## Exercise requirements:
Please extract every line of the data below that contains the word "hangar", matching case exactly.

** start Material provided **

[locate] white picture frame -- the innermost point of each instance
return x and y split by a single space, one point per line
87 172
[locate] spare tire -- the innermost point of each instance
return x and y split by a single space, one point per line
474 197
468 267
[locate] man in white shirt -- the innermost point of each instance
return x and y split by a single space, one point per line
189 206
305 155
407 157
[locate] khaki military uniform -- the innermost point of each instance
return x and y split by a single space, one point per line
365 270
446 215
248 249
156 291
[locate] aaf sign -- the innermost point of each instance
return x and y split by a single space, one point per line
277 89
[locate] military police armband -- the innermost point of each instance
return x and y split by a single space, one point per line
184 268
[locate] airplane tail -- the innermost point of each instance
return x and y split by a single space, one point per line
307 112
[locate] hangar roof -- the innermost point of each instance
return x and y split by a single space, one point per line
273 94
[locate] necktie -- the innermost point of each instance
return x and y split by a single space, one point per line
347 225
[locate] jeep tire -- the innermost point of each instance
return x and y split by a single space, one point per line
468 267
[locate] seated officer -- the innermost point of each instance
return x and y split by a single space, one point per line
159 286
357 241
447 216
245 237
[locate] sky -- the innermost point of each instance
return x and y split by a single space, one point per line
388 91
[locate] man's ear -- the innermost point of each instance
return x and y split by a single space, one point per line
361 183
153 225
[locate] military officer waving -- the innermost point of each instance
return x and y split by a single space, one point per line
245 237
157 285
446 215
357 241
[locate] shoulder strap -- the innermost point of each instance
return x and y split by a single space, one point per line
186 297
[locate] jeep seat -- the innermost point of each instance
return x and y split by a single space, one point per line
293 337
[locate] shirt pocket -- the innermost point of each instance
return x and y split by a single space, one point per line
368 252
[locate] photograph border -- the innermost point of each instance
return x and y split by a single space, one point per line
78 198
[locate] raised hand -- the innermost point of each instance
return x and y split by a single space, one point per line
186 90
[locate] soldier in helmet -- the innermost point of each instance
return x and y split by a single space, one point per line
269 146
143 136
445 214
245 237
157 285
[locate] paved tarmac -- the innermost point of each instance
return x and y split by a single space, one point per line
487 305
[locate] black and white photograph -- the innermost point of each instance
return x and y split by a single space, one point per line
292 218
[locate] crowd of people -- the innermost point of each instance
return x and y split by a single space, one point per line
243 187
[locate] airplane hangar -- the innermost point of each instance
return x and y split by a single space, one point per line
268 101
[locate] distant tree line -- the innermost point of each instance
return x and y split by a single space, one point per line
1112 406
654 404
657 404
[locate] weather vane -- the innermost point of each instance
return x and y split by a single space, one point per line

** end Material provided **
** start Material provided **

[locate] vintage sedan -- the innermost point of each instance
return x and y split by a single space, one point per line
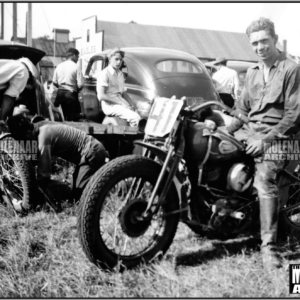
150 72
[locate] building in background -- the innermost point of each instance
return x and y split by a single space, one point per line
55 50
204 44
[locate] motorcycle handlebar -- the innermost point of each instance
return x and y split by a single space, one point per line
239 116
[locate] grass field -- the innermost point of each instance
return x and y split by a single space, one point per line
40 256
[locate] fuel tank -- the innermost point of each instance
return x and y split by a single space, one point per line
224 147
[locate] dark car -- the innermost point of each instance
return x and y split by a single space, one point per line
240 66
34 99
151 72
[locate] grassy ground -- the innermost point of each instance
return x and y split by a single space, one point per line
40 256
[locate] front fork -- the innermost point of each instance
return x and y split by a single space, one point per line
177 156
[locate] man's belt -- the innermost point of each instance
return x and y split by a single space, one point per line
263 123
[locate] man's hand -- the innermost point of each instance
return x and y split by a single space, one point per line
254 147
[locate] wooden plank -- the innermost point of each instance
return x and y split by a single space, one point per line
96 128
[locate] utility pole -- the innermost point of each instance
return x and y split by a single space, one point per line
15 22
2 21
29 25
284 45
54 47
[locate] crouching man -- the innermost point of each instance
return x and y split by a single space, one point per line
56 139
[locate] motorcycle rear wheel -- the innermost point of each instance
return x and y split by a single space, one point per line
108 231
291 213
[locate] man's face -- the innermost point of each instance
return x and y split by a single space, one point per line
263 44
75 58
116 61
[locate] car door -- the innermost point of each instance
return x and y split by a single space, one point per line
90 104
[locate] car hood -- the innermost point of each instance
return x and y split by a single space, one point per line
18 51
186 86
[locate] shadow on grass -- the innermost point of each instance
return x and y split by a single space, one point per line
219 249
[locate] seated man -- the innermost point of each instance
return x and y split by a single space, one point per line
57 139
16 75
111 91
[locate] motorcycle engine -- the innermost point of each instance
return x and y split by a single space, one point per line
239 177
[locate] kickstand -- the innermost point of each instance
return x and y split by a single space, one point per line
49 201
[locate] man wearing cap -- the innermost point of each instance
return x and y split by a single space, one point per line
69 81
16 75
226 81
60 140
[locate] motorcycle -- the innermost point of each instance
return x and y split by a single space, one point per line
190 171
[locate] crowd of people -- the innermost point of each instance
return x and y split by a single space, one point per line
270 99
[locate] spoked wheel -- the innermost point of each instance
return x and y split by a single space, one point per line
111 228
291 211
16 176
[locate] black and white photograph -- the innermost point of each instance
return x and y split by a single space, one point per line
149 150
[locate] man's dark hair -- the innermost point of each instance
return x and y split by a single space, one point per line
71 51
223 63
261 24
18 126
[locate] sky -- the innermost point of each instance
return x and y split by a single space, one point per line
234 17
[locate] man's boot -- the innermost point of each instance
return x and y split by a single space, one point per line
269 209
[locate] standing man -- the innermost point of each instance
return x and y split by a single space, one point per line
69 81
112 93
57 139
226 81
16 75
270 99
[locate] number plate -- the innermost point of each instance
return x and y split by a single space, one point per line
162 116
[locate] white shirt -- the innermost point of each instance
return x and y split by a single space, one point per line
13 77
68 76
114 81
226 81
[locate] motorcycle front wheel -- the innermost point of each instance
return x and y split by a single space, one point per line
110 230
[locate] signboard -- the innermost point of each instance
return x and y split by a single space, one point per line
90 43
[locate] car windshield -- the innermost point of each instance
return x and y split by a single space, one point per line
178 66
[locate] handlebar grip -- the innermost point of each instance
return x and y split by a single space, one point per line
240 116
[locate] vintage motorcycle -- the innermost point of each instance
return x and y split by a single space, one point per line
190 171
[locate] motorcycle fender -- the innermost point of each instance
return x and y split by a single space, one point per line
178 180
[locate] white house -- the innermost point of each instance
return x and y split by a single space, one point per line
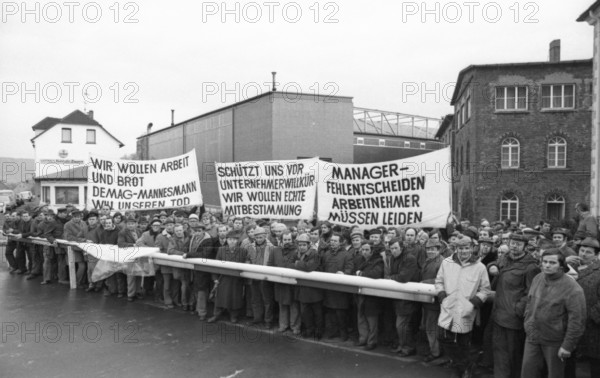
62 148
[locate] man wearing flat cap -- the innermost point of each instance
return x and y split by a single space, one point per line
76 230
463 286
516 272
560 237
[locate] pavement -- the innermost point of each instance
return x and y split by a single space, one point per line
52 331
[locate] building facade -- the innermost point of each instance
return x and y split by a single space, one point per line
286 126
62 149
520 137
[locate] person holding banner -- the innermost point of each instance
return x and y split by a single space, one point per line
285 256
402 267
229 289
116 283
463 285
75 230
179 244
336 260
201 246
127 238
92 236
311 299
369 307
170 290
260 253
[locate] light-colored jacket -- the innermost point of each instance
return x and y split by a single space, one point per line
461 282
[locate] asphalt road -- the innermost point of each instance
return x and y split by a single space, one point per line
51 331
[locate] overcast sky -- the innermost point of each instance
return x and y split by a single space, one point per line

** end Material provided **

## Exercise solution:
[locate] hangar roof -- the innermost point of each instance
[locate] airplane hangar -- the innermost point of each instance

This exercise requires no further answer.